GIVEN TASK => Put the records below into a two-column CSV with the headers label_text and points, giving each labeling line its own row with its wording under label_text and its answer under points. Quote every field, replace any line breaks with spaces, and leave out the pictures.
-- start --
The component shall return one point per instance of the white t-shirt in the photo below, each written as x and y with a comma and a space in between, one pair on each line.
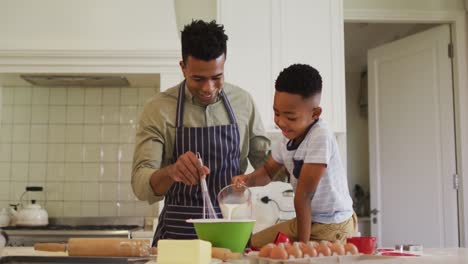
331, 202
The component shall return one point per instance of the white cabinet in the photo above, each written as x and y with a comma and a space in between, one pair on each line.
266, 36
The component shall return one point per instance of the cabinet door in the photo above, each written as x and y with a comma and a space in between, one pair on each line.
266, 36
312, 33
248, 25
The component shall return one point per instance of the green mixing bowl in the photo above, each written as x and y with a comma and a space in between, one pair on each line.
231, 234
-- end --
FINAL RESULT =>
label_text,points
"The component shall return one point per instance of the white t-shirt in the photo below, each written as x and y with a comma and a space in between, one pair on each line.","331, 202"
"The component shall return one point per instance of the white cabinet in the photo above, each written as x and y with a comma and a space in between, one pair on each line.","266, 36"
"The component shall return one point per instance of the cabinet door in the photo above, each written as x and y with a comma and a space in between, one pair on each line.","266, 36 312, 33 248, 25"
"The component shall return one point per instance of the green mixing bowl in the photo above, each written as x and y with a comma and a space in between, one pair on each line.","231, 234"